La fiction est constituée de nombreuses actions effectuées par des personnages dans
un univers spatio-temporel déterminé. Et elle est véritablement (re)construite par le
lecteur à la fin de sa lecture.

A partir de ce constat, Vladimir Propp, dans Morphologie du conte2, a émis


l’hypothèse que ces actions pouvaient se réduire à un ensemble limité, commun à
toutes les histoires. Sur un corpus de contes merveilleux russes, il a isolé trente et une
fonctions qui constitueraient ce socle commun. Jugeant ce modèle difficilement
transférable à d’autres récits que le conte merveilleux, et les fonctions trop
nombreuses (certaines pouvant être regroupées en sous ensemble), des chercheurs,
dont Greimas et P. Larivaille, ont tenté de rendre compte d’un modèle plus simple.

* **DONNÉES FOURNIES**
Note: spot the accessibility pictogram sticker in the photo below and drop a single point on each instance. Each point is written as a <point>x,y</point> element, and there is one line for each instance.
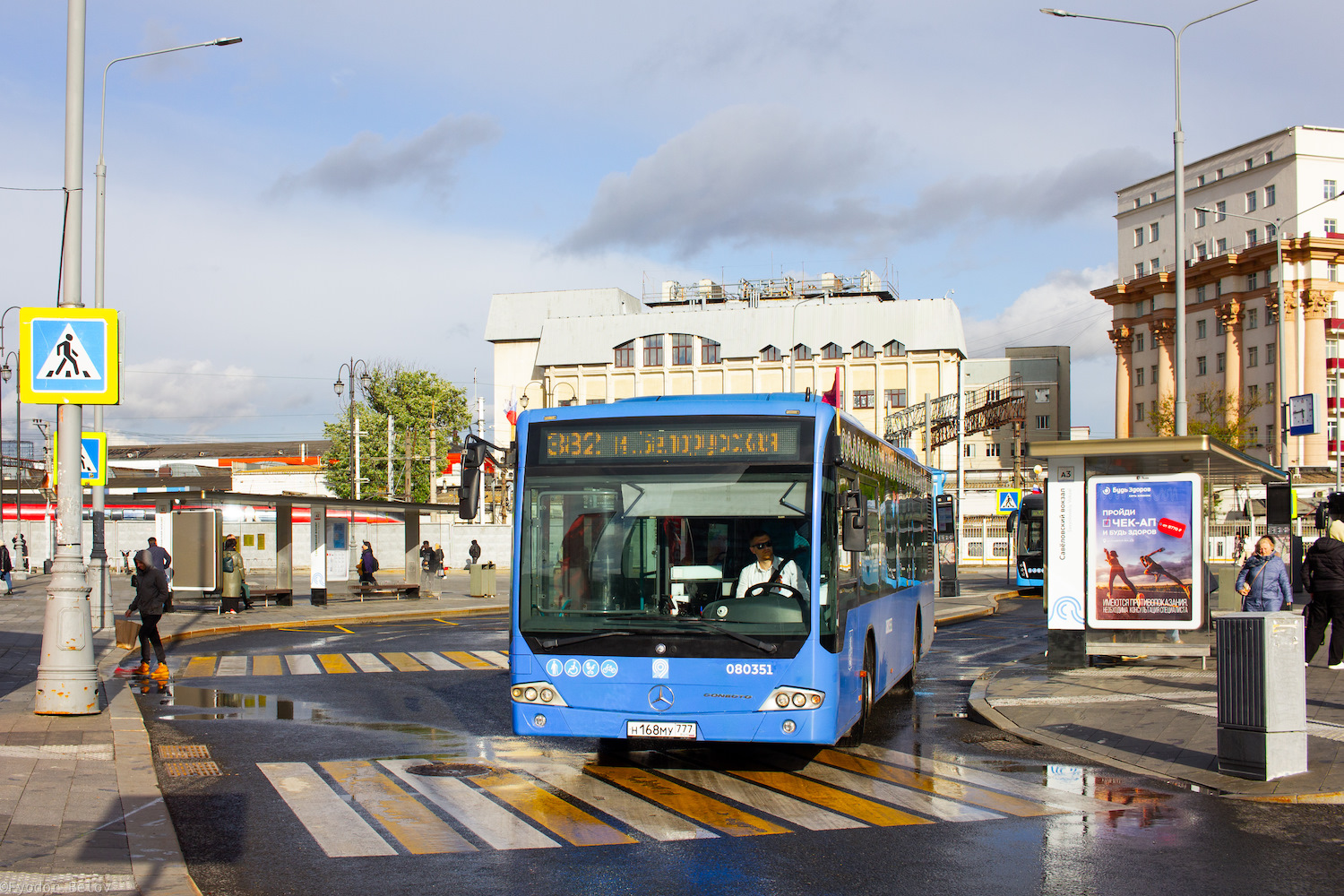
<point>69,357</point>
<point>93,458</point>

* **CONSIGNE**
Recopiez intégralement, sans rien modifier, le texte sur les fonctions du récit chez Propp. Appuyez-vous uniquement sur le texte.

* **RÉPONSE RÉDIGÉE**
La fiction est constituée de nombreuses actions effectuées par des personnages dans
un univers spatio-temporel déterminé. Et elle est véritablement (re)construite par le
lecteur à la fin de sa lecture.

A partir de ce constat, Vladimir Propp, dans Morphologie du conte2, a émis


l’hypothèse que ces actions pouvaient se réduire à un ensemble limité, commun à
toutes les histoires. Sur un corpus de contes merveilleux russes, il a isolé trente et une
fonctions qui constitueraient ce socle commun. Jugeant ce modèle difficilement
transférable à d’autres récits que le conte merveilleux, et les fonctions trop
nombreuses (certaines pouvant être regroupées en sous ensemble), des chercheurs,
dont Greimas et P. Larivaille, ont tenté de rendre compte d’un modèle plus simple.